====== SOURCE EXTRACT ======
Real-world performance and selective metrics
With the ULEV-rated 2.3 and automatic transmission, 0–60 mph is typically in the mid-9-second range, which matches the car’s relaxed character. The manual version trims that down, but neither turns the Accord into a “quick” car by modern standards. The key advantage is that power delivery stays consistent and easy to modulate in traffic.
Fuel economy expectations
EPA-era ratings for these cars commonly land around the low-to-mid 20s city and around 30 mpg highway (U.S.) depending on transmission and trim. In real use:
- City: short trips and cold starts can drop economy significantly.
- Highway: steady cruising at 70–75 mph is where it does its best work.
- Mixed: expect results to track maintenance (tire pressure, alignment, oxygen sensors, thermostat health) more than small spec differences between the 148 hp and 150 hp tunes.
If your priority is efficiency, your best “mods” are maintenance: correct thermostat operation, clean air filter, healthy tire pressures, and a transmission that’s shifting correctly without slip or shudder.
CG6 Accord vs midsize rivals
When this Accord was new, its main rivals were the Toyota Camry, Nissan Altima, and Mazda 626 (with later years overlapping early Ford Fusion-era thinking but not directly competing yet). Today, the comparison is less about brochure features and more about which aging platform remains easiest to keep safe, comfortable, and affordable.
Against the Toyota Camry (same era)
- Accord advantage: more engaging chassis feel and a suspension design that can feel more controlled when refreshed.
- Camry advantage: reputation for drivetrain longevity, especially automatics, and often a more isolation-focused ride.
- Buyer takeaway: if you want “set and forget,” many buyers still lean Camry; if you want better road feel and don’t mind being strict about maintenance history, the Accord is compelling.
Against the Nissan Altima (same era)
- Accord advantage: generally stronger long-term interior durability and a calmer, more mature driving demeanor.
- Altima advantage: can feel lighter and sometimes quicker depending on engine choice.
- Buyer takeaway: for long-term ownership on a budget, the Accord’s parts ecosystem and service familiarity often wins.
======
> TASKS TO COMPLETE:
1. According to the CG6 Accord passage, what is the typical 0–60 mph time for the ULEV-rated 2.3 with the automatic transmission?
2. Continue the CG6 Accord passage from the point where it stops.
====== DATA SUPPLIED ======
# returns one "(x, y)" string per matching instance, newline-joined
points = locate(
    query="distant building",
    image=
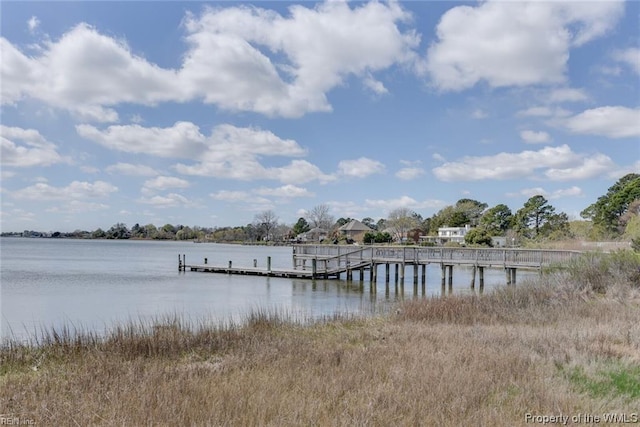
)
(316, 234)
(448, 234)
(354, 230)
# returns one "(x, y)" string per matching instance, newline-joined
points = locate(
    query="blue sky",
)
(209, 113)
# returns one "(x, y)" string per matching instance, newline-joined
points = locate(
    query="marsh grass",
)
(568, 342)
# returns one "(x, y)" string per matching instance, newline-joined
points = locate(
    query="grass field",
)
(565, 345)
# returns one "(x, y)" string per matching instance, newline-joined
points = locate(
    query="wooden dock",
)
(332, 261)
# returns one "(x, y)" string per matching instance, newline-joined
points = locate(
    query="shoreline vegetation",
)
(564, 343)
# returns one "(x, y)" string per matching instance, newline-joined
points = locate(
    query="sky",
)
(208, 114)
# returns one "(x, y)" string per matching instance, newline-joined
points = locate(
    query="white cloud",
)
(182, 140)
(168, 201)
(533, 137)
(239, 58)
(514, 43)
(612, 122)
(557, 194)
(164, 183)
(77, 206)
(89, 169)
(630, 57)
(131, 169)
(543, 111)
(479, 114)
(403, 202)
(557, 163)
(285, 192)
(409, 173)
(360, 168)
(77, 190)
(596, 165)
(231, 196)
(31, 150)
(33, 23)
(374, 85)
(83, 72)
(567, 95)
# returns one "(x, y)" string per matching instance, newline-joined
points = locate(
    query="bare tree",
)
(319, 216)
(266, 221)
(401, 220)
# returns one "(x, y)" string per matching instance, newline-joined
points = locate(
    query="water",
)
(94, 284)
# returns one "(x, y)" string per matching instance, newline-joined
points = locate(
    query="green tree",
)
(478, 236)
(302, 226)
(401, 220)
(266, 222)
(609, 208)
(319, 216)
(497, 220)
(368, 221)
(535, 212)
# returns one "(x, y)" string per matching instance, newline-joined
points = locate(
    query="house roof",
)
(317, 230)
(354, 225)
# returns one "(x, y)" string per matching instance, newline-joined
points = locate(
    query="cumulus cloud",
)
(409, 173)
(556, 163)
(630, 57)
(229, 152)
(609, 121)
(83, 72)
(567, 95)
(238, 58)
(360, 168)
(182, 140)
(33, 23)
(77, 190)
(26, 147)
(168, 201)
(285, 192)
(513, 43)
(556, 194)
(533, 137)
(131, 169)
(164, 183)
(404, 202)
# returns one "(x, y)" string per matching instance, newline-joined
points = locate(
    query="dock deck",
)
(330, 261)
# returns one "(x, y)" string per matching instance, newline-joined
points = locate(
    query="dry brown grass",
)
(449, 361)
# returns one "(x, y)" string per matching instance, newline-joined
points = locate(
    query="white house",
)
(448, 234)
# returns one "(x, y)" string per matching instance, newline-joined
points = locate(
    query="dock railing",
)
(331, 257)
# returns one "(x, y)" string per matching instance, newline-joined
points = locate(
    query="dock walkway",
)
(331, 261)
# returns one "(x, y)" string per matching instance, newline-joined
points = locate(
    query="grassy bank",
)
(567, 344)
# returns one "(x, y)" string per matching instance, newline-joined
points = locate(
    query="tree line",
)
(614, 215)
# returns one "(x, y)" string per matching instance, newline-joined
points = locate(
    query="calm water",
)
(93, 284)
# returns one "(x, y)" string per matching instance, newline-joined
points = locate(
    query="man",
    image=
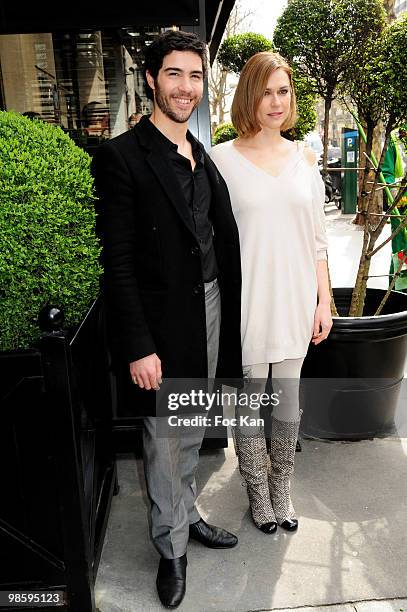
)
(172, 284)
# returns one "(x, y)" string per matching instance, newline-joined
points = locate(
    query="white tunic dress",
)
(282, 235)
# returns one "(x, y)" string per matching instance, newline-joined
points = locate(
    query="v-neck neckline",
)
(259, 169)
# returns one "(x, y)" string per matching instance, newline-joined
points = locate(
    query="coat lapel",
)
(157, 158)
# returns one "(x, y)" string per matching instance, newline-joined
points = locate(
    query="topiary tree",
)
(323, 38)
(48, 249)
(223, 133)
(236, 50)
(387, 72)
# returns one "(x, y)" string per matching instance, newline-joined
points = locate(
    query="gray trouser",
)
(170, 462)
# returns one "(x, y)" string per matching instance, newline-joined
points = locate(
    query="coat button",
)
(197, 289)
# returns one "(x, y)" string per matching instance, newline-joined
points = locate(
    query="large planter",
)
(351, 383)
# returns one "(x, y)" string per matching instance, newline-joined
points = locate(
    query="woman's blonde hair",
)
(250, 91)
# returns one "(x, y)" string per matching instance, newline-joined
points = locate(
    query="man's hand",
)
(146, 372)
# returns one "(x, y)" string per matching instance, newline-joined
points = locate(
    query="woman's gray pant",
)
(170, 462)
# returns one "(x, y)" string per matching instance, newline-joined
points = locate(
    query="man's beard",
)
(163, 105)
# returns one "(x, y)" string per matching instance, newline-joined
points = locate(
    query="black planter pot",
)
(351, 383)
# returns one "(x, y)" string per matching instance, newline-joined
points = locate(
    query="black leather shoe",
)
(268, 527)
(290, 524)
(211, 536)
(171, 581)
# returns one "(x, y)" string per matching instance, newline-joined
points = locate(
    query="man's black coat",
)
(153, 285)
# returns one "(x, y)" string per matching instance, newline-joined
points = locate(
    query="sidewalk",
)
(352, 506)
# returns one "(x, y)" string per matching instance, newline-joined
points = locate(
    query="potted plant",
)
(57, 473)
(352, 381)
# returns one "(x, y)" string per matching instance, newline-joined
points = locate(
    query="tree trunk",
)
(328, 104)
(369, 239)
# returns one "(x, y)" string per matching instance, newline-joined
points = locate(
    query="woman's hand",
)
(322, 322)
(146, 372)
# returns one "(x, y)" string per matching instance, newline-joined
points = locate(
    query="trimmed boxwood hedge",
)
(49, 253)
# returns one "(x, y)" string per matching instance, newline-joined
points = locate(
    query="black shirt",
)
(196, 188)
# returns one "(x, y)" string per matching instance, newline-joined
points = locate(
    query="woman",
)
(277, 198)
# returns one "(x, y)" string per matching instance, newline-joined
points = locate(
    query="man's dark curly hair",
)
(172, 40)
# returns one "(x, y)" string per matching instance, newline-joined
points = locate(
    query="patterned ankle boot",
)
(282, 452)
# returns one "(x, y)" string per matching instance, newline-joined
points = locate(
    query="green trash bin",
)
(350, 147)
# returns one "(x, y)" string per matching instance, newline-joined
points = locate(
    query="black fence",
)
(57, 471)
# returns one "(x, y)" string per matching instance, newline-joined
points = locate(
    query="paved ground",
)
(348, 554)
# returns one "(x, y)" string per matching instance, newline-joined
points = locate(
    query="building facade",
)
(83, 71)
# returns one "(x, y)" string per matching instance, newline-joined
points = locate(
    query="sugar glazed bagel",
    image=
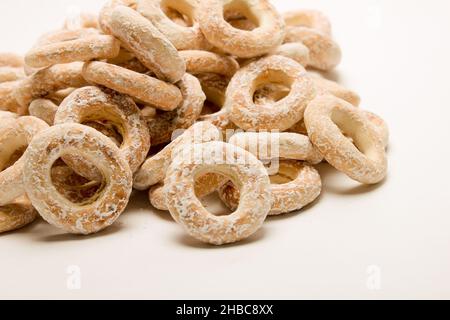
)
(162, 125)
(103, 209)
(160, 94)
(150, 46)
(327, 118)
(154, 168)
(14, 140)
(273, 145)
(242, 43)
(247, 172)
(183, 37)
(277, 116)
(95, 104)
(295, 186)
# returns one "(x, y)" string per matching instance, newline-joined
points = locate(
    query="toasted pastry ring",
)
(154, 168)
(242, 43)
(280, 115)
(82, 49)
(272, 145)
(182, 37)
(150, 46)
(161, 95)
(324, 53)
(101, 211)
(295, 186)
(14, 139)
(249, 175)
(92, 103)
(198, 62)
(163, 125)
(327, 118)
(16, 215)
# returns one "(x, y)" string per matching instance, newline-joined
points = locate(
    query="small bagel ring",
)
(163, 125)
(327, 118)
(161, 95)
(251, 177)
(154, 168)
(313, 19)
(182, 37)
(150, 46)
(17, 215)
(272, 145)
(92, 103)
(65, 139)
(324, 53)
(242, 43)
(280, 115)
(198, 61)
(43, 109)
(14, 139)
(298, 185)
(83, 49)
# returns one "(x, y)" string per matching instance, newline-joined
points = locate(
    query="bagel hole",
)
(239, 15)
(72, 186)
(355, 131)
(177, 11)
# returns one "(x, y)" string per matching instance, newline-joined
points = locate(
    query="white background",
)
(396, 55)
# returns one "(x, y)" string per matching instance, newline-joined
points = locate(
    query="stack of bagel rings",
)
(182, 99)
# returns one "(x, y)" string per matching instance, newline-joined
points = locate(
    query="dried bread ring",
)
(161, 95)
(274, 145)
(16, 215)
(242, 43)
(82, 49)
(327, 119)
(204, 186)
(247, 172)
(295, 186)
(280, 115)
(150, 46)
(95, 104)
(49, 80)
(154, 168)
(102, 210)
(312, 19)
(43, 109)
(324, 53)
(163, 125)
(182, 37)
(14, 140)
(198, 61)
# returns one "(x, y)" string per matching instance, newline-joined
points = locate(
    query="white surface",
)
(396, 55)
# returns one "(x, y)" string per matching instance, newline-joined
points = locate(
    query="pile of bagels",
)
(183, 99)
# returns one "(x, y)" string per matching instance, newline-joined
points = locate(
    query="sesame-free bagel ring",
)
(82, 49)
(154, 168)
(182, 37)
(280, 115)
(160, 94)
(163, 125)
(94, 104)
(101, 211)
(274, 145)
(327, 118)
(324, 53)
(244, 170)
(14, 139)
(198, 62)
(17, 215)
(242, 43)
(295, 186)
(150, 46)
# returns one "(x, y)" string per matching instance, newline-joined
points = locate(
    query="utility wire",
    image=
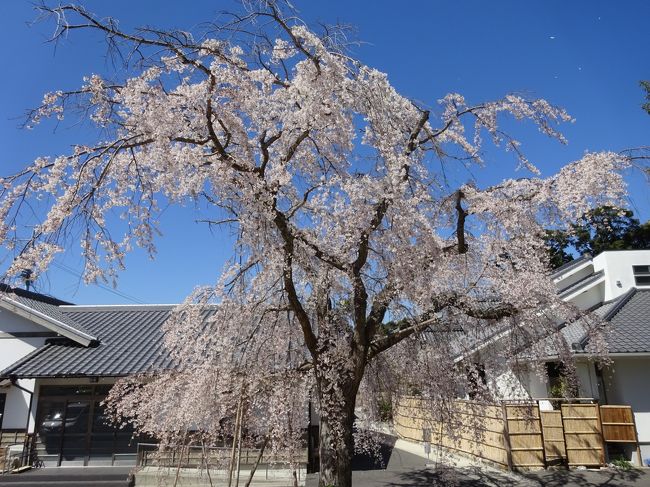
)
(69, 270)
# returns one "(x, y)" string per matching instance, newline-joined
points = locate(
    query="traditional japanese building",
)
(58, 362)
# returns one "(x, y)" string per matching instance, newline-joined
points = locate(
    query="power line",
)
(69, 270)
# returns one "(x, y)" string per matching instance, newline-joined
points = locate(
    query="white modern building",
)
(614, 285)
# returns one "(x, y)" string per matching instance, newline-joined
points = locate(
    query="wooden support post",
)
(636, 437)
(506, 436)
(603, 445)
(541, 434)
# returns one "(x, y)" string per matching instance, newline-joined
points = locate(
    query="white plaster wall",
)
(587, 380)
(591, 297)
(13, 349)
(618, 268)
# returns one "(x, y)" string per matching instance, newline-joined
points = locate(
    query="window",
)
(641, 275)
(3, 399)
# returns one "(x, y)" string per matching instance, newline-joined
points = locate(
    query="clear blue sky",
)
(587, 56)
======
> ANSWERS TO THE EXERCISE:
1. It is typically in the mid-9-second range.

2.
Against the Mazda 626 and other value midsize options
- Accord advantage: wider support network, plentiful parts, and a platform that most independent shops know well.
- Mazda/value rivals advantage: sometimes cheaper purchase prices today.
- Buyer takeaway: the Accord usually costs a bit more upfront in clean condition, but it can pay you back in predictability.
The real modern competitor: newer used cars
A well-kept CG6 can still be a smart buy, but it competes with newer compacts and midsize sedans that have stability control, more airbags, and better crash compatibility. If you carry family daily or drive in harsh winter conditions, that safety gap matters. If you mainly need affordable, comfortable transportation and you’re willing to be disciplined about maintenance, the CG6 remains a rational choice—especially when you prioritize condition, tires, and brakes over cosmetic perfection.
The best way to “win” this comparison is to buy the best example, not the cheapest one. A clean, rust-minimal, well-documented Accord will feel like a different car than a neglected one, even if both have the same mileage on paper.
References
- 2001 Accord Sedan Online Reference Owner’s Manual 2001 (Owner’s Manual)
- Executive Order: 2000 HONDA PC A-023-0264-1 2000 (Emissions Certification)
- Gas Mileage of 2002 Honda Accord 2002 (Fuel Economy Database)
- 2002 Honda Accord 4-door sedan 2002 (Safety Rating)
- 2002 Honda Accord Sedan LX Automatic ULEV w/ABS-Side Airbags 2002 (Specs Reference)
Disclaimer
This article is for informational purposes only and is not a substitute for professional inspection, diagnosis, or repair. Specifications, torque values, maintenance intervals, and procedures can vary by VIN, market, model year, and installed equipment—always verify details using your official service information and labels on the vehicle.